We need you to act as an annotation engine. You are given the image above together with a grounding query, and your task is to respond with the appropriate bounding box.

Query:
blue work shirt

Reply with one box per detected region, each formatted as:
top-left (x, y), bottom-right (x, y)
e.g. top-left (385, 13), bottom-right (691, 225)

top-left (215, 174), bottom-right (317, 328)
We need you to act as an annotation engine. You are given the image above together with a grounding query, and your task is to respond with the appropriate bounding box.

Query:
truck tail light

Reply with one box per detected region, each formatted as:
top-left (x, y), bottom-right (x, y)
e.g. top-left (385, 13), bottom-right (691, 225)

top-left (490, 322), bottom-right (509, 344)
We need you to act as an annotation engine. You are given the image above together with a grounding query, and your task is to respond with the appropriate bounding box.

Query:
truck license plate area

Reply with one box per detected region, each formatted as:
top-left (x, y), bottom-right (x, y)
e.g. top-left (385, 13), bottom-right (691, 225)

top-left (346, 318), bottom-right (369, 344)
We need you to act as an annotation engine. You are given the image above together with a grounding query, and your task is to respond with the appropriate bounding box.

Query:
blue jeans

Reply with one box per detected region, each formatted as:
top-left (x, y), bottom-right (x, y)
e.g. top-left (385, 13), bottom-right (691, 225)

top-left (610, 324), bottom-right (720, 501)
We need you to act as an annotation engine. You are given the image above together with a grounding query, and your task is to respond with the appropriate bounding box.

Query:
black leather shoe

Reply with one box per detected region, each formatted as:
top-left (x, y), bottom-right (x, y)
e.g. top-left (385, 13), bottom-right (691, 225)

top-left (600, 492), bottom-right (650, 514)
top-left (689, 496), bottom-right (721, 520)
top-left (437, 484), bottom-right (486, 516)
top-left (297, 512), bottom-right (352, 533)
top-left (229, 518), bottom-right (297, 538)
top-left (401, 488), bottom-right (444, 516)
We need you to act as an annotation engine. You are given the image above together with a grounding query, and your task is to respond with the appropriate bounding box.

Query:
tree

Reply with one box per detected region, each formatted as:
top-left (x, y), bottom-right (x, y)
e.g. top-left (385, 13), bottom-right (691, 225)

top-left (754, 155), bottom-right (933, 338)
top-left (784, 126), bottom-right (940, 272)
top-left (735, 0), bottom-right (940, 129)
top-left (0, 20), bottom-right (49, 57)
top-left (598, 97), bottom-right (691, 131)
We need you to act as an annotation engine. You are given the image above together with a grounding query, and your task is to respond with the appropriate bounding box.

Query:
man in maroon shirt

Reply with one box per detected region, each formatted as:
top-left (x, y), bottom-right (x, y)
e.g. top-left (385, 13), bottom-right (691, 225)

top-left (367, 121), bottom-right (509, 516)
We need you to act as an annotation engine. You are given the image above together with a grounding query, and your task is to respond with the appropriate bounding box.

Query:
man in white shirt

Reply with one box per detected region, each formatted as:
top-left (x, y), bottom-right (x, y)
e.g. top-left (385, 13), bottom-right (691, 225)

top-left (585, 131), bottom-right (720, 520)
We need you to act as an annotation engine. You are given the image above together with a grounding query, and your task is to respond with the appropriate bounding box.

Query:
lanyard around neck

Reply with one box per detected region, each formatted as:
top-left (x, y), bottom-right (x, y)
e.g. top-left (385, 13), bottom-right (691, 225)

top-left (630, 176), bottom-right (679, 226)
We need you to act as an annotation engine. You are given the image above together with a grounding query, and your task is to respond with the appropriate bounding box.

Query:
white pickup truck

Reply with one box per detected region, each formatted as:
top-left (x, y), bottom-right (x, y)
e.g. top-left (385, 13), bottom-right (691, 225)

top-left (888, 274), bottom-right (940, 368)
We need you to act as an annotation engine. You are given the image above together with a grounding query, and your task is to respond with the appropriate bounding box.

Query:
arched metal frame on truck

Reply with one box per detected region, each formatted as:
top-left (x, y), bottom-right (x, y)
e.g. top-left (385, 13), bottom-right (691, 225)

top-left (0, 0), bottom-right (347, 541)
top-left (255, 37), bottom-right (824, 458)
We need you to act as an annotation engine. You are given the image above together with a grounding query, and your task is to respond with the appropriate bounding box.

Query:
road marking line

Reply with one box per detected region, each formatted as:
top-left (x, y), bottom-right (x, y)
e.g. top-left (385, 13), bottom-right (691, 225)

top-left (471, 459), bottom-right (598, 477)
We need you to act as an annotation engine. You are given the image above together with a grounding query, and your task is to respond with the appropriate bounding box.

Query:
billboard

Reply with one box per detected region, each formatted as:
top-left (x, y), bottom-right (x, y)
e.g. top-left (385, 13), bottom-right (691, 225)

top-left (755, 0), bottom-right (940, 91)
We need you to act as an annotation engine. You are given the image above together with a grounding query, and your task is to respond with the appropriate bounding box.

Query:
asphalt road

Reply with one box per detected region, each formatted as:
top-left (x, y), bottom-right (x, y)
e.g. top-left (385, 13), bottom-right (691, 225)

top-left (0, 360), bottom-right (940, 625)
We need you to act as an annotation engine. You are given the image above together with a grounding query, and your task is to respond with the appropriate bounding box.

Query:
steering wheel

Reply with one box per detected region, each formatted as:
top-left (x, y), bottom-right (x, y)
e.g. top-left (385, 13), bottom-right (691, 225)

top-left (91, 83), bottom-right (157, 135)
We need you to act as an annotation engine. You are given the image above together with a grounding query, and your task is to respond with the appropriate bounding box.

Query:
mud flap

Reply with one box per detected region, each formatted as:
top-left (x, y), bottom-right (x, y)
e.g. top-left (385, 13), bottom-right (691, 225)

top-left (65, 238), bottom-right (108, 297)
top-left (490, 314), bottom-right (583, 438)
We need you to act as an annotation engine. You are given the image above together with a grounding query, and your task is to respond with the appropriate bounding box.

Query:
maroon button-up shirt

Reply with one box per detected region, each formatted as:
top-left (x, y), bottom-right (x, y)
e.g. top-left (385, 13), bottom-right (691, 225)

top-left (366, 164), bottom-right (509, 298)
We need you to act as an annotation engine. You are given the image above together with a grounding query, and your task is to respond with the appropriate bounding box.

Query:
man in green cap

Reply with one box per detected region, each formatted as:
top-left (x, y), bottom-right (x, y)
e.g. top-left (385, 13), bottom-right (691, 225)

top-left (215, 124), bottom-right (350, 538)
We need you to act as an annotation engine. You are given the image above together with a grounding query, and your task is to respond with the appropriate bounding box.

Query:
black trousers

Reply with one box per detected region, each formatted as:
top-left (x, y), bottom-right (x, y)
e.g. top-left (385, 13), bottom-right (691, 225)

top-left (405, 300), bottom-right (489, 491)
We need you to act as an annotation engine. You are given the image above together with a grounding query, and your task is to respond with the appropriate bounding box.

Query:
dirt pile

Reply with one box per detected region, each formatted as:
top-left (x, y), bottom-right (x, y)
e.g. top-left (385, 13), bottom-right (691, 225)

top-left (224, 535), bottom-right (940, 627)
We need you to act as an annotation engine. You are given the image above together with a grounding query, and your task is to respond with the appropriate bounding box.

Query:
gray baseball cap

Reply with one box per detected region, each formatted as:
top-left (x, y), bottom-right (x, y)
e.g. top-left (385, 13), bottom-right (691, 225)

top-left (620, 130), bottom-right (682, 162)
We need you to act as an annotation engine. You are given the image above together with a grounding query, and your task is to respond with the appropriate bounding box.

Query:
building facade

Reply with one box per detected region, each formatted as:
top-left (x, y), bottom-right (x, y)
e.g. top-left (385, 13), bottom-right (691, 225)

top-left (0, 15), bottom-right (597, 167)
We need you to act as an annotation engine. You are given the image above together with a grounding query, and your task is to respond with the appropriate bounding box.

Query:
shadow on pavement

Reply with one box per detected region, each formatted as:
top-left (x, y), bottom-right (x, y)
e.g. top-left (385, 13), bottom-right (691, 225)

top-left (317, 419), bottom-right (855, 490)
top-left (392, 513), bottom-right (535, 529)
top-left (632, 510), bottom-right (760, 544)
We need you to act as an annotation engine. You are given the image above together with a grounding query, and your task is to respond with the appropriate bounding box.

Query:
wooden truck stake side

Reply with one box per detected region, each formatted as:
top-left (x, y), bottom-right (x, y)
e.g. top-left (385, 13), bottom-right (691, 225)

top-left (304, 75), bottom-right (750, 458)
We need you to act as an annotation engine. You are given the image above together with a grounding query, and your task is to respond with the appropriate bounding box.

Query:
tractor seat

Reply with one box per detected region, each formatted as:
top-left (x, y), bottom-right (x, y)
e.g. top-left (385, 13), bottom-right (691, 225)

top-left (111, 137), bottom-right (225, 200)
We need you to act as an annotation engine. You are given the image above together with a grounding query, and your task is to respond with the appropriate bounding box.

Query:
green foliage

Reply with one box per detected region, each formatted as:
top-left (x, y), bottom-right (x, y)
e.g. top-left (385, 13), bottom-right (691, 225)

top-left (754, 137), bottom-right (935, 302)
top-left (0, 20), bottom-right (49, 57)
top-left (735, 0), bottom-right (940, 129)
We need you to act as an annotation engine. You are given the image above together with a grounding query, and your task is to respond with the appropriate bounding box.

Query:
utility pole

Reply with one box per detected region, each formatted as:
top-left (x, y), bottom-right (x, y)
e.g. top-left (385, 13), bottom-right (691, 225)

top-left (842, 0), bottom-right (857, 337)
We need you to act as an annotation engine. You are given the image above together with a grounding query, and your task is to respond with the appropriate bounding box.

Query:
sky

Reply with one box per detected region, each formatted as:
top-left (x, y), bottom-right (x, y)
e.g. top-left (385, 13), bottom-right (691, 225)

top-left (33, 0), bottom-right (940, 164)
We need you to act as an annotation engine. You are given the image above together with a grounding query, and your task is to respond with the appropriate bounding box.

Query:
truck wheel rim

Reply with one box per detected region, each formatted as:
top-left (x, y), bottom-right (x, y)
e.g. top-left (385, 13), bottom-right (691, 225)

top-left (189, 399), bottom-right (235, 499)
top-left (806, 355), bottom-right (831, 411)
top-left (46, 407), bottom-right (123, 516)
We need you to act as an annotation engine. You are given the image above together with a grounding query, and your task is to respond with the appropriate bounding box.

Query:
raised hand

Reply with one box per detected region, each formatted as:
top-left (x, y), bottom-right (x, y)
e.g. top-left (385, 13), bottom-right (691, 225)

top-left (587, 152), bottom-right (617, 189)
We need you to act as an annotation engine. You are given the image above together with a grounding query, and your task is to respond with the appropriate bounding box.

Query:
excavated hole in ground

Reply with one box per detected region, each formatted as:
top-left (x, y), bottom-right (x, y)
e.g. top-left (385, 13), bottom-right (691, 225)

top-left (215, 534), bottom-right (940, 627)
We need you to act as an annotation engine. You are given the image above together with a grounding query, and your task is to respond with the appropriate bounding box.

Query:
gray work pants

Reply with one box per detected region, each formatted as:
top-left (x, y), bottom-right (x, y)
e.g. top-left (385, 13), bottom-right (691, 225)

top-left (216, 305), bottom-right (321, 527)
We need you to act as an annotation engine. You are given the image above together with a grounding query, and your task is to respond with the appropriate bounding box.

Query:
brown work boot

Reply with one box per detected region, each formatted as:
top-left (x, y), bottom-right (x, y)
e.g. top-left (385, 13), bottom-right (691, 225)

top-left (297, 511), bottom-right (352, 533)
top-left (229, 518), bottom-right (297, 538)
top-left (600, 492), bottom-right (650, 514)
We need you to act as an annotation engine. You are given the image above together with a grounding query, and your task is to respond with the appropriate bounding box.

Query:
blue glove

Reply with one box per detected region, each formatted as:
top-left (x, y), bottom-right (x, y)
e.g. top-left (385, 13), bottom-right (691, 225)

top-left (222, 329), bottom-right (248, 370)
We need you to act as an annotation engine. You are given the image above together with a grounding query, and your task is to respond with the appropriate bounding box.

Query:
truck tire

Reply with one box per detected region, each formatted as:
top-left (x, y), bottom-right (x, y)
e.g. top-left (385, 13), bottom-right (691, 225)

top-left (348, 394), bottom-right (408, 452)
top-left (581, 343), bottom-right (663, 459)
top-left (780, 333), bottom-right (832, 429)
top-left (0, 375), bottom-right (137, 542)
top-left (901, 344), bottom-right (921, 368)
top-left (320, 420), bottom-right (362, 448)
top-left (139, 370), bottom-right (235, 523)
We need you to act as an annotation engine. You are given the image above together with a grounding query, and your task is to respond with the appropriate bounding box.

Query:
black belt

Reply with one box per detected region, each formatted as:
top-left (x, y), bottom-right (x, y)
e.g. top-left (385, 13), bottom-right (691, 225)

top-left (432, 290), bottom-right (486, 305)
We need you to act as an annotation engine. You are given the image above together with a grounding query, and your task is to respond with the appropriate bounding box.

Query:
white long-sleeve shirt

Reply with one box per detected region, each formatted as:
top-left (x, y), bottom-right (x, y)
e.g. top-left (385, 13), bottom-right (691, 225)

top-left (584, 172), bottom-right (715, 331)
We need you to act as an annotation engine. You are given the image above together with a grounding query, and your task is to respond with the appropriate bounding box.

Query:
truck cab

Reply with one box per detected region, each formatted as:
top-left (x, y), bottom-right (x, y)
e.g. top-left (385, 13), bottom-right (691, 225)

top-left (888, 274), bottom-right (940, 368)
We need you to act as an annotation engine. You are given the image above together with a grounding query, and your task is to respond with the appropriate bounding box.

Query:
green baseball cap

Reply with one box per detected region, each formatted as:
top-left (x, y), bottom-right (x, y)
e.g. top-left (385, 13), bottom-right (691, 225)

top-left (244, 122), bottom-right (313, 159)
★ ★ ★ ★
*BRIEF:* Could you reproduce the rows above word for word, from the very first line up to and including the line that contains "top-left (490, 322), bottom-right (509, 344)"?

*WRITTEN SOLUTION:*
We need you to act as an annotation engine. You are given the image above together with a grounding query, and your task is to respond with the appropriate bounding box.

Query:
blue work shirt

Reply with one box per detected region, each formatted as:
top-left (x, y), bottom-right (x, y)
e.g. top-left (385, 13), bottom-right (691, 225)

top-left (215, 174), bottom-right (317, 328)
We need you to act as an annotation engine. You are given the image above together with a grounding query, and your task is to respond with the appropriate bounding box.

Query:
truck tail light

Reply with one box per detected region, each formatted as:
top-left (x, y), bottom-right (x, y)
e.g. top-left (385, 13), bottom-right (691, 225)

top-left (490, 322), bottom-right (509, 344)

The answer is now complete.